- **What to work on**:
(a) From the Dave Clarke profile, extract the passage starting with "Clarke has a" and going on through "the media today.".
(b) Decide whether each statement agrees with the Dave Clarke profile. Answer yes or no for each, and quote the words of the profile that decide it.
(i) Clarke was born and raised in Brighton.
(ii) Clarke's school careers office advised him to become an accountant.
(iii) Clarke ran away from home at the age of 16.

- **Text shown**:
━━━
Dave Clarke

‘I may be established but I’ll never be establishment.’
Dave Clarke, March 2005

Dave Clarke is holding forth as he drives back to his West Sussex home from a photo-shoot in London, interrupted occasionally by the bland feminine robot tones of the Satellite Navigation system offering traffic tips. The make-up still visible round his eyes makes him look a little like his post-punk musical heroes, while the futuristic route-finder reminds of his ceaseless passion for new technology.

‘I bought my first Damned album because I thought they sounded like they’d be really evil,’ he declares, ‘and even now their album ‘Machine Gun Etiquette’ is one I keep coming back to. I like the attitude, the free reign of it, and on an artistic level I see my music as in the alternative genre rather than dance music. Techno and electro is an alternative that happens to be on the peripheries of dance music.’

Clarke has a well-deserved reputation as one of the best techno and electro DJs in the world but he’s always been an outsider, from his stormy childhood in the 1980s to his tempestuous relationship with the media today.

‘The school I was at was all about grooming you to be an accountant or a lawyer or in the army,’ he explains. ‘I just saw that as breaking the human spirit and constantly rebelled against it. I instinctively felt it was wrong and pointless for me. I’ve always been very, very bad at respecting authority.’

Clarke was born and raised in Brighton but was expelled from school a number of times from an early age. The school always took him back but he fully admits to being a thoroughly disruptive boy with a short attention span. What started him on the road to where he his today was his hijacking and combining his parents’ hobbies.

‘I started playing with my mother’s records and my father’s technology,’ he says, ‘My mother had lots of old disco records by the likes of Roy Ayers, Lonnie Liston Smith and the Crusaders, and my dad was really into technology. He had disco lights in the front room, record decks, reel-to-reels, reverb units, he even did a thing on BBC Radio about quadrophonics. It’s pretty obvious where I get it all from really.’

Clarke, his relationship with his family in teenage dissaray, borrowed some his father’s equipment, including the disco lights and retreated to the attic where he covered everything in aluminium foil and made a sci-fi retreat for himself. Here he’d make tapes for his friends and dismantle electronic equipment to see how it worked. He subsisted on a musical diet of Visage, early hip hop, Pigbag and punk.

Clarke was advised by his school careers office to become a software engineer but his parents had split and family life was unbearable so, at 16, he ran away from home. He’d done it before but this time was determined not to return. He ended up sleeping rough in car-parks before a friend offered him temporary floorspace. Taking a temp job in a shoe-shop, he rented himself a bedsit. The only thing that kept him going was his love of music. From soul to the Psychedelic Furs, from Devo to the nascent Chicago house sound, Clarke devoured it all voraciously and blagged himself a DJ slot at a club called Toppers in Brighton. The night he played became so successful that it worried a young John Digweed (then known as DJ JD) whose club-night it was up against. Soon such gigs provided Clarke with a meagre living, one where he was left with a fiver a day to live on after buying records.
━━━
- **Position annotation records**:
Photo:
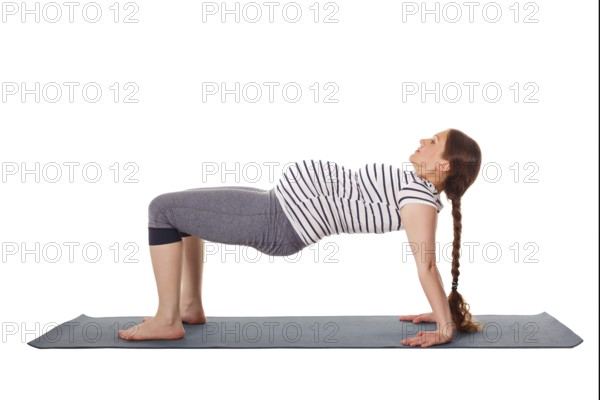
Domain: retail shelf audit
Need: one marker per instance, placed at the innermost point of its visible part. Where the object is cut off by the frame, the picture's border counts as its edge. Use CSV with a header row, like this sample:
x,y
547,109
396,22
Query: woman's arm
x,y
420,222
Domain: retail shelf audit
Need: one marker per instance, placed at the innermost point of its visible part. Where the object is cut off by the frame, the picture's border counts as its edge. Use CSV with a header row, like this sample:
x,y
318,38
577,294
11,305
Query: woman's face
x,y
427,159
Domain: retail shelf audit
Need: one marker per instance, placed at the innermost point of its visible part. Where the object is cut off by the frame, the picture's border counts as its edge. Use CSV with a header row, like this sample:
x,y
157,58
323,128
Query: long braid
x,y
459,309
464,156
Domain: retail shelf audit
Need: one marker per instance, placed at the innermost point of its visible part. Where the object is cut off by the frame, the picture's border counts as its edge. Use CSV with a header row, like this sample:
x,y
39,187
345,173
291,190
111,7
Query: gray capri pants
x,y
238,215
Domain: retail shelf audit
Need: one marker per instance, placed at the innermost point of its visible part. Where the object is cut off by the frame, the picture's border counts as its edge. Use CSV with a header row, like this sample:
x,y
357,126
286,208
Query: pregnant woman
x,y
312,200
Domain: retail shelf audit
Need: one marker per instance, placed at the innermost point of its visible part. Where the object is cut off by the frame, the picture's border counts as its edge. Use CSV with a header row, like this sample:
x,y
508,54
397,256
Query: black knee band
x,y
163,236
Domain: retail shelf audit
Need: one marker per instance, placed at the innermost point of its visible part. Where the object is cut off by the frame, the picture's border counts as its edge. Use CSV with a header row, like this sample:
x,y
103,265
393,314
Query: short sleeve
x,y
416,192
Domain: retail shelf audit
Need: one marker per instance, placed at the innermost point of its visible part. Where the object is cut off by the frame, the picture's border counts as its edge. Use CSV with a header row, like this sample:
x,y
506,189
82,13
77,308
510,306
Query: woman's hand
x,y
416,318
428,338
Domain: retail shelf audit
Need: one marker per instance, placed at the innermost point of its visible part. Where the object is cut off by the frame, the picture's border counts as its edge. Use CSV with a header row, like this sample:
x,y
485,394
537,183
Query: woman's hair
x,y
464,156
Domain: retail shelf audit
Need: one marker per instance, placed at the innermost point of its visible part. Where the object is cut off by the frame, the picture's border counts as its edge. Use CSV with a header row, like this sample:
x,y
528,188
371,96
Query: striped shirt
x,y
321,198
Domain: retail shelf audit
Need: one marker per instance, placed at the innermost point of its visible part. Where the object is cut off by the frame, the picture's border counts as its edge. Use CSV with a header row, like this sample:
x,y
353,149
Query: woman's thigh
x,y
230,215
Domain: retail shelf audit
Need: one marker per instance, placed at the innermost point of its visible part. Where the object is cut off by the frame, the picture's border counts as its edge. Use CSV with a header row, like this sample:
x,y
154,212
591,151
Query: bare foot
x,y
154,328
192,314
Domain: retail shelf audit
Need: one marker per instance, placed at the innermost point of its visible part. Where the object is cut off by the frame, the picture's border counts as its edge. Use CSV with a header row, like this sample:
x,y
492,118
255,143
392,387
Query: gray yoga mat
x,y
368,331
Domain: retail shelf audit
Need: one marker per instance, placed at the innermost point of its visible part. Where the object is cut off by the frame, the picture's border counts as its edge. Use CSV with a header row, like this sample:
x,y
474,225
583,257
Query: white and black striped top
x,y
321,198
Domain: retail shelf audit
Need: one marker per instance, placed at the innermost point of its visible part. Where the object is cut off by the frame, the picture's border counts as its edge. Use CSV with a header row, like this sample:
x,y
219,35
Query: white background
x,y
170,135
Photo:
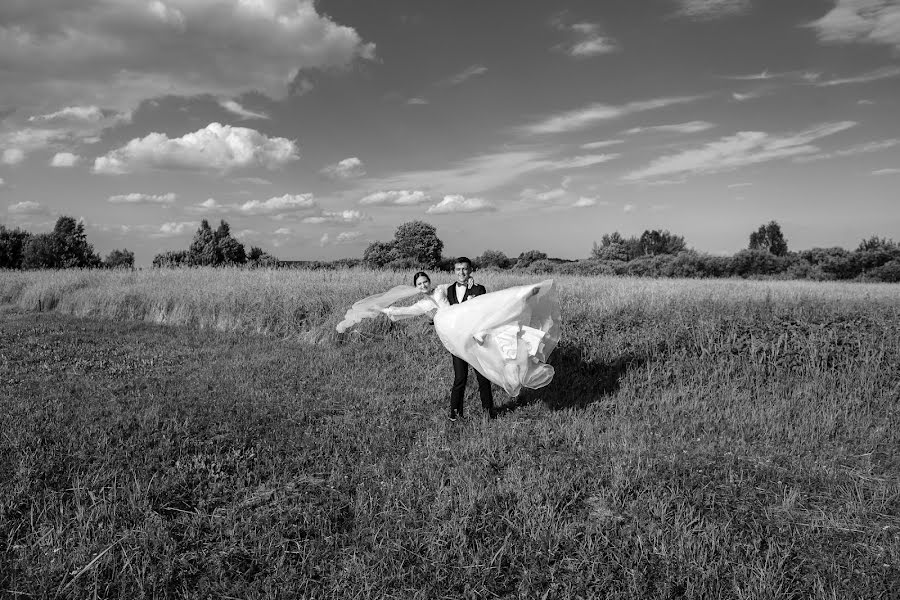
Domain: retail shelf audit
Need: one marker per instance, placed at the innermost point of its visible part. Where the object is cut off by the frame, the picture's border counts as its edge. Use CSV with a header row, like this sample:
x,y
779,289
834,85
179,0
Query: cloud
x,y
584,202
64,159
543,196
395,198
464,75
586,39
12,156
707,10
735,151
235,108
334,218
123,52
587,116
869,76
279,205
460,204
689,127
600,144
743,97
579,162
214,148
173,229
138,198
863,21
348,168
344,237
852,150
28,208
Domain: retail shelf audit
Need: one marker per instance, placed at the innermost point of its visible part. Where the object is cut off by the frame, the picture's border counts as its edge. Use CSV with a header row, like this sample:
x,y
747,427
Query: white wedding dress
x,y
506,335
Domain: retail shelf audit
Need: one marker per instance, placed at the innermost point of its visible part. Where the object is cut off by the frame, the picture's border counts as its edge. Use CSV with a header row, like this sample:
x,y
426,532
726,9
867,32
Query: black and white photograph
x,y
421,299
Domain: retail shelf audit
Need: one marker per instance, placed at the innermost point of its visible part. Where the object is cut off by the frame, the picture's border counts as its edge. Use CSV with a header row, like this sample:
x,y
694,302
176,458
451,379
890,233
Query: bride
x,y
505,335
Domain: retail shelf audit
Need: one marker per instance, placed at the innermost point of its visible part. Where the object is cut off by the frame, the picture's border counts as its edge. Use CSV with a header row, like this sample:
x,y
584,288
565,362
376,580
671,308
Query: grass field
x,y
717,439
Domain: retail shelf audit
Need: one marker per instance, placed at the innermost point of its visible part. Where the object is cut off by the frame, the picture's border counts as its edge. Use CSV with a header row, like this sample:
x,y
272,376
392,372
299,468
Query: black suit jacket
x,y
475,290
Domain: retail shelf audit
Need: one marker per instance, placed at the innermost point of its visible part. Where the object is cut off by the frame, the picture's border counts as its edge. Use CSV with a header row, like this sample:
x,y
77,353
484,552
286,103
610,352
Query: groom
x,y
460,292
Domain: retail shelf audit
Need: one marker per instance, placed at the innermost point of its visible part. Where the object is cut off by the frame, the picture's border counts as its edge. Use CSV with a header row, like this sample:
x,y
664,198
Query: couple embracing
x,y
506,335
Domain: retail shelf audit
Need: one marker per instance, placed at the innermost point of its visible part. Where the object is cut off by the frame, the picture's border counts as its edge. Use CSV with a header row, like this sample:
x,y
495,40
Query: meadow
x,y
206,433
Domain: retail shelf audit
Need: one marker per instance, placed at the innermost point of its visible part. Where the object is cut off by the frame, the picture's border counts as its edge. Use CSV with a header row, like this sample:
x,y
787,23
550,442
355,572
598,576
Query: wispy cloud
x,y
735,151
688,127
863,21
349,168
585,39
64,160
707,10
236,108
138,198
600,144
395,198
869,76
460,204
464,75
852,150
582,118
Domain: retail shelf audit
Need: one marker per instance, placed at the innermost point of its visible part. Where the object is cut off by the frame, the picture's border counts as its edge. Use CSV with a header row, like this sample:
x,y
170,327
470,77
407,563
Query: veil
x,y
371,306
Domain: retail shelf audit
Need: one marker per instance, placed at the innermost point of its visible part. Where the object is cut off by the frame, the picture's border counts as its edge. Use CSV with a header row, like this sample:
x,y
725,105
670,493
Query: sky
x,y
316,128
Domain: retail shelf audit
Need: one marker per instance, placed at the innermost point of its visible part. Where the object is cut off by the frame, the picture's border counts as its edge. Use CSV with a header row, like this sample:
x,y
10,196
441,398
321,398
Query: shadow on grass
x,y
577,382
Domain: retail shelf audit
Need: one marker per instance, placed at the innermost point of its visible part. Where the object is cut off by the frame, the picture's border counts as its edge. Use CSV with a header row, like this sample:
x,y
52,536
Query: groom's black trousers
x,y
457,394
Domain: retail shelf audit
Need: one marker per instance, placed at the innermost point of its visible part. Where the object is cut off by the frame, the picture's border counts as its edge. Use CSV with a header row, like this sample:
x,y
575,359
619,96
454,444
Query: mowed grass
x,y
701,439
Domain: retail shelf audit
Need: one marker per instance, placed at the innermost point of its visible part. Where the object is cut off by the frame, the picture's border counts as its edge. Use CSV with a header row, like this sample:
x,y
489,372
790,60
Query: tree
x,y
769,238
528,257
418,241
63,248
203,247
661,242
493,258
40,252
12,247
378,254
173,258
119,259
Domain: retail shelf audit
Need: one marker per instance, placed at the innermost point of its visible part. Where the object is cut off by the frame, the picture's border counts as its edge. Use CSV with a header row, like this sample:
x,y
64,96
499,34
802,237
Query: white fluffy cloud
x,y
734,151
64,159
344,237
345,169
27,208
460,204
125,51
138,198
396,198
174,229
278,205
585,39
865,21
342,217
12,156
591,114
214,148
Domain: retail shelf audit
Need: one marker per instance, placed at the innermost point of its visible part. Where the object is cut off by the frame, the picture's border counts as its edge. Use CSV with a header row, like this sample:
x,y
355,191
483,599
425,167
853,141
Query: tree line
x,y
66,246
654,253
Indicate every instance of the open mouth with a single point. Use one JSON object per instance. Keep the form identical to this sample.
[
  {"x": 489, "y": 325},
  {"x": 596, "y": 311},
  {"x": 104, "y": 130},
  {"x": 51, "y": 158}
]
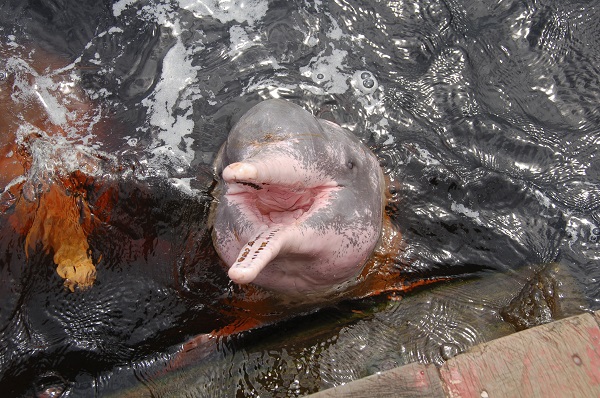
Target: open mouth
[
  {"x": 275, "y": 209},
  {"x": 273, "y": 203}
]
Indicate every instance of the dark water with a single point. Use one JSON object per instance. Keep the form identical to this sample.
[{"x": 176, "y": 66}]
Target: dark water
[{"x": 484, "y": 115}]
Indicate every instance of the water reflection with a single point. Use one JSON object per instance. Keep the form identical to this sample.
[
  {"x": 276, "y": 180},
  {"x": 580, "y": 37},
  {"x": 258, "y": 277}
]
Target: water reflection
[{"x": 484, "y": 117}]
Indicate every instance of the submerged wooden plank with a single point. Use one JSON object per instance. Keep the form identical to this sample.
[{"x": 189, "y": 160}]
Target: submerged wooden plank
[
  {"x": 413, "y": 380},
  {"x": 560, "y": 359}
]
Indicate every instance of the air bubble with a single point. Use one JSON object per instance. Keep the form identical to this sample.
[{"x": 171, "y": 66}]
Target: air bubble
[
  {"x": 449, "y": 350},
  {"x": 368, "y": 83},
  {"x": 365, "y": 82}
]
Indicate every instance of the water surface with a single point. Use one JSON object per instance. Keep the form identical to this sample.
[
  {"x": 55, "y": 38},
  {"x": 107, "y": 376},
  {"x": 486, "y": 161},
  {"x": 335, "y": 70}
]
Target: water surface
[{"x": 484, "y": 117}]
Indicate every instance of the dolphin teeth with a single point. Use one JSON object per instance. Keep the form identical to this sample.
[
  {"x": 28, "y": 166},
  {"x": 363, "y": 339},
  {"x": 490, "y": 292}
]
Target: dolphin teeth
[{"x": 256, "y": 255}]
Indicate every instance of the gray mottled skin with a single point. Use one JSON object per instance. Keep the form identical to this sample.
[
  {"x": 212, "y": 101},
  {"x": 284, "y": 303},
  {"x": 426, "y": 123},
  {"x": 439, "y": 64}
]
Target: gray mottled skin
[{"x": 299, "y": 202}]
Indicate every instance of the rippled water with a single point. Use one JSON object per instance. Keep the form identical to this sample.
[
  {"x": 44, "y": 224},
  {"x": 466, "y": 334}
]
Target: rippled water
[{"x": 483, "y": 114}]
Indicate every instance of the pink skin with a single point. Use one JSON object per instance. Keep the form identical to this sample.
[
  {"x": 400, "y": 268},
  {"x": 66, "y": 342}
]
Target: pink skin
[{"x": 285, "y": 223}]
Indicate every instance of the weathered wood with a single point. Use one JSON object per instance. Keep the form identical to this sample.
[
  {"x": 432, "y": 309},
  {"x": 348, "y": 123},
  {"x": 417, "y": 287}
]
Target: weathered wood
[
  {"x": 560, "y": 359},
  {"x": 413, "y": 380}
]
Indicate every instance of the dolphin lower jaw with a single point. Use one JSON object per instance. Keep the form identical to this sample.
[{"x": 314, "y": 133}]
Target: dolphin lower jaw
[{"x": 275, "y": 217}]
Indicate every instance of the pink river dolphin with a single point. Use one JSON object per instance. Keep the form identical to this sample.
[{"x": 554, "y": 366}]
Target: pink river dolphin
[{"x": 299, "y": 202}]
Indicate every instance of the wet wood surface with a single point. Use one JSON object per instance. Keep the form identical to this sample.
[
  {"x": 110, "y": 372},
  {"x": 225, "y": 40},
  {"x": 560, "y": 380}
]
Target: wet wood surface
[{"x": 559, "y": 359}]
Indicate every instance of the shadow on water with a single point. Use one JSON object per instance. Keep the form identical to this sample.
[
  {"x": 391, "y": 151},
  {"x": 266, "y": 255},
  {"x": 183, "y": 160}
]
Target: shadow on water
[{"x": 484, "y": 117}]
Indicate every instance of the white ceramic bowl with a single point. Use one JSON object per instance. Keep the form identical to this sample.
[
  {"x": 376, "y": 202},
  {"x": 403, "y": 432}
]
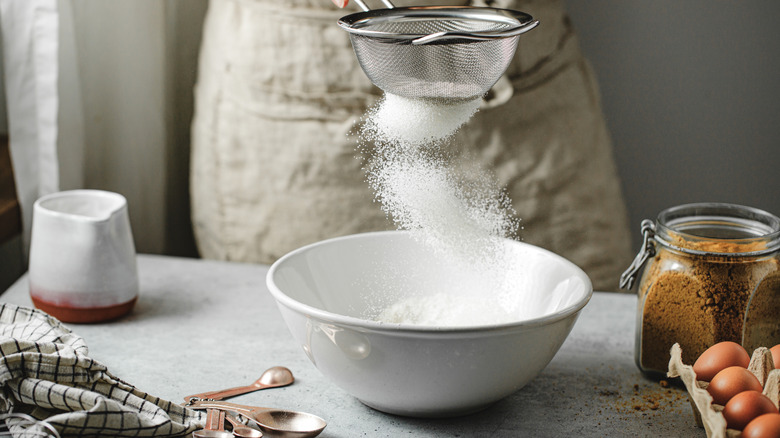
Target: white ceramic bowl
[{"x": 324, "y": 294}]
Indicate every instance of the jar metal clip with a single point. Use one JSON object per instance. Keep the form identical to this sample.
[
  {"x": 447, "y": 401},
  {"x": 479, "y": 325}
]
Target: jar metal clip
[{"x": 647, "y": 251}]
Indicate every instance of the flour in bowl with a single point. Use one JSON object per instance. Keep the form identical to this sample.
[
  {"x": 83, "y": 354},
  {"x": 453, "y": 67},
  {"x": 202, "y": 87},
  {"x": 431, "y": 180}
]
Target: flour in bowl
[{"x": 445, "y": 310}]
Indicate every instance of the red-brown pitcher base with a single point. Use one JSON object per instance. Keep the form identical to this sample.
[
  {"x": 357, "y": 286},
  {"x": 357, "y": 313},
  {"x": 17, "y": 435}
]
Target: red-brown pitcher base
[{"x": 84, "y": 315}]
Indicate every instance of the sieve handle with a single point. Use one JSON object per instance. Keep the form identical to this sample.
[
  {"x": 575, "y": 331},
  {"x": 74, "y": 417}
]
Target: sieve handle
[
  {"x": 364, "y": 7},
  {"x": 481, "y": 36}
]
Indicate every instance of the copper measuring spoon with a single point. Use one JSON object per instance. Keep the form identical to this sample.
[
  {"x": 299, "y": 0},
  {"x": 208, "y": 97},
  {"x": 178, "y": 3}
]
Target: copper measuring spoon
[
  {"x": 242, "y": 430},
  {"x": 215, "y": 426},
  {"x": 273, "y": 377},
  {"x": 275, "y": 423}
]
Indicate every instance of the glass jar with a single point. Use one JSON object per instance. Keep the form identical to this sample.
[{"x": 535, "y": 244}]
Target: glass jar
[{"x": 708, "y": 273}]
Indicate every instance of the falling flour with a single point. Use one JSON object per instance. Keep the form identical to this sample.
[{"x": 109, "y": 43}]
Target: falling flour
[{"x": 459, "y": 212}]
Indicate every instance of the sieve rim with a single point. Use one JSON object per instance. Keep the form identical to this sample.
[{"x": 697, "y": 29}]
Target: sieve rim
[{"x": 359, "y": 22}]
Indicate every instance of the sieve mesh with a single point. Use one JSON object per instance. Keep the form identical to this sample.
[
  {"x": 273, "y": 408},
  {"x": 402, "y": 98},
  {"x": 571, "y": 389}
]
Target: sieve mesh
[{"x": 477, "y": 50}]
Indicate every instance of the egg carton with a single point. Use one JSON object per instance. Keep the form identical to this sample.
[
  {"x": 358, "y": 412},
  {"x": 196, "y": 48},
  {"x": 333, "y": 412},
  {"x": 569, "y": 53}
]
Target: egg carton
[{"x": 708, "y": 414}]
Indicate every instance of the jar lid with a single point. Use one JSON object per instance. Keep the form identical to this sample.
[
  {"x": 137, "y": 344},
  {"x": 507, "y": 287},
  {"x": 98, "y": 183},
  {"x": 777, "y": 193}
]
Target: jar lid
[{"x": 718, "y": 229}]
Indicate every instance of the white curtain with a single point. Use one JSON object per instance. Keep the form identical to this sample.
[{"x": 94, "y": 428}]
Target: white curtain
[{"x": 100, "y": 96}]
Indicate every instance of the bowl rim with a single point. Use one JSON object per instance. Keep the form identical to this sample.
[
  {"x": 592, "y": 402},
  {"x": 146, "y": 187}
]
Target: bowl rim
[{"x": 390, "y": 327}]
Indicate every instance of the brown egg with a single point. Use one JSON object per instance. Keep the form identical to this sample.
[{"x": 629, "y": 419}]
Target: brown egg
[
  {"x": 718, "y": 357},
  {"x": 776, "y": 355},
  {"x": 745, "y": 406},
  {"x": 763, "y": 426},
  {"x": 730, "y": 382}
]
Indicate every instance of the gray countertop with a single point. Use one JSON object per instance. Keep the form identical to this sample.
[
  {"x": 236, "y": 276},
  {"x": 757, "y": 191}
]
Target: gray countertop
[{"x": 204, "y": 325}]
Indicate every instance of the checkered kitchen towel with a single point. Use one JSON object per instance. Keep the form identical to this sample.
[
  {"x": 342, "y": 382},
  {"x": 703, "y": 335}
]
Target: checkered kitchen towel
[{"x": 46, "y": 373}]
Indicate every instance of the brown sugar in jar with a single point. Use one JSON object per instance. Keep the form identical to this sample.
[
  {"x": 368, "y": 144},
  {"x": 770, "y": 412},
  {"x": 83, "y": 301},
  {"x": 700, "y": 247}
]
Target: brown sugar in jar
[{"x": 711, "y": 274}]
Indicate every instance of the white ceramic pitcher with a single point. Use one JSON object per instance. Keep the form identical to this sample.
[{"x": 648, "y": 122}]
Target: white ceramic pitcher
[{"x": 82, "y": 256}]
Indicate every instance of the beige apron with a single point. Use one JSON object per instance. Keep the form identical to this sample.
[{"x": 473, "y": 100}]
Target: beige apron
[{"x": 273, "y": 168}]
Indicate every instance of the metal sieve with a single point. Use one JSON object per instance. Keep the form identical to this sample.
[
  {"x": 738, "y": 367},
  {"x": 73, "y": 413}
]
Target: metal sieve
[{"x": 435, "y": 52}]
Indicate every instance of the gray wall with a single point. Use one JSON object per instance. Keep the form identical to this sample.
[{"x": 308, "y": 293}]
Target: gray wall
[{"x": 691, "y": 92}]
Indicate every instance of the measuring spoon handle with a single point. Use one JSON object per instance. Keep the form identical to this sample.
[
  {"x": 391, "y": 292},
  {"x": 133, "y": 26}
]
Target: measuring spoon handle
[{"x": 225, "y": 393}]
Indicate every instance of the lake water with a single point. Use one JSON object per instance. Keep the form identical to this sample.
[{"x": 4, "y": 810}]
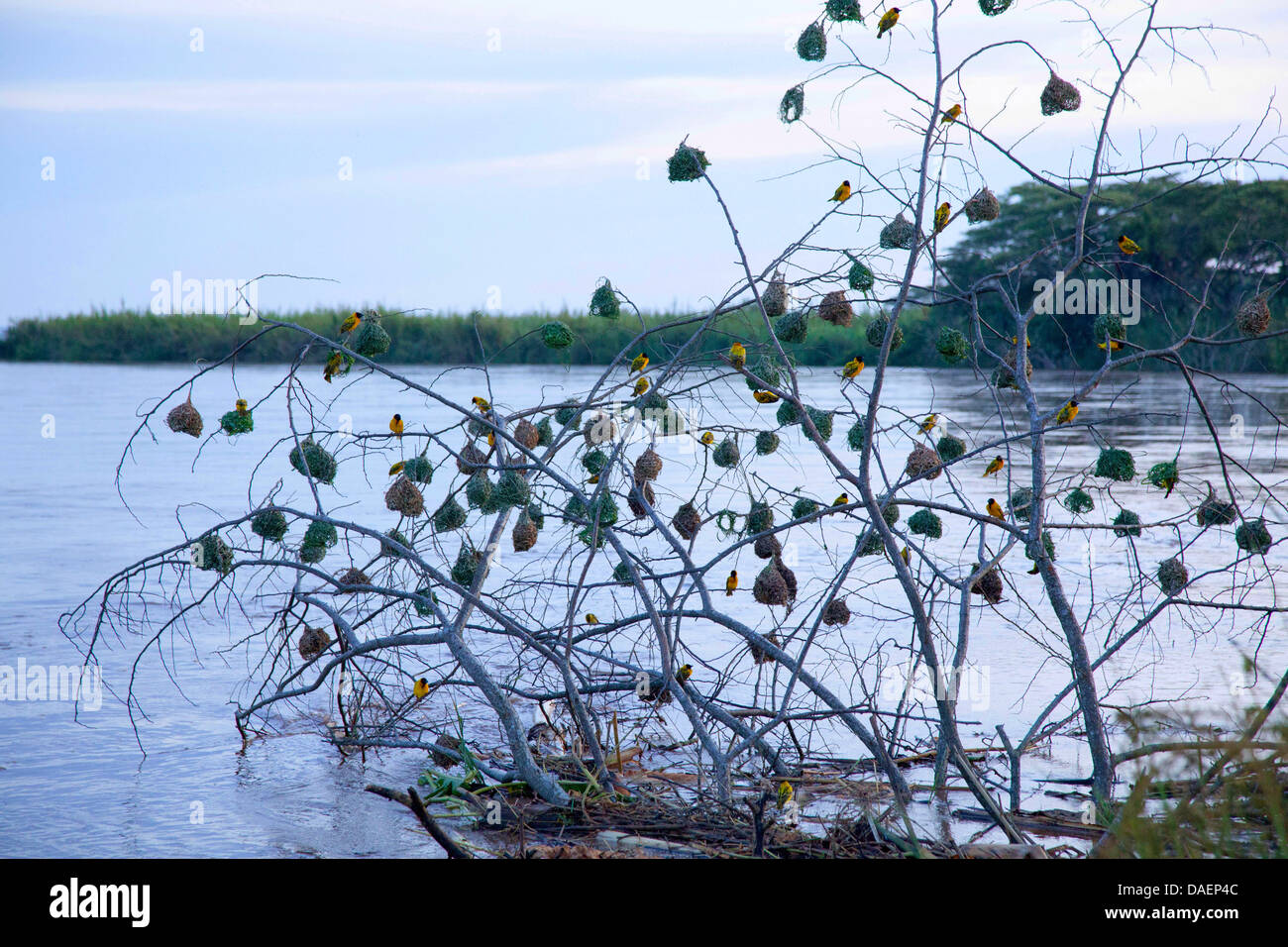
━━━
- **Written answers**:
(a)
Clarke has a well-deserved reputation as one of the best techno and electro DJs in the world but he’s always been an outsider, from his stormy childhood in the 1980s to his tempestuous relationship with the media today.

(b)
(i) Yes: "Clarke was born and raised in Brighton"
(ii) No: "Clarke was advised by his school careers office to become a software engineer"
(iii) Yes: "at 16, he ran away from home"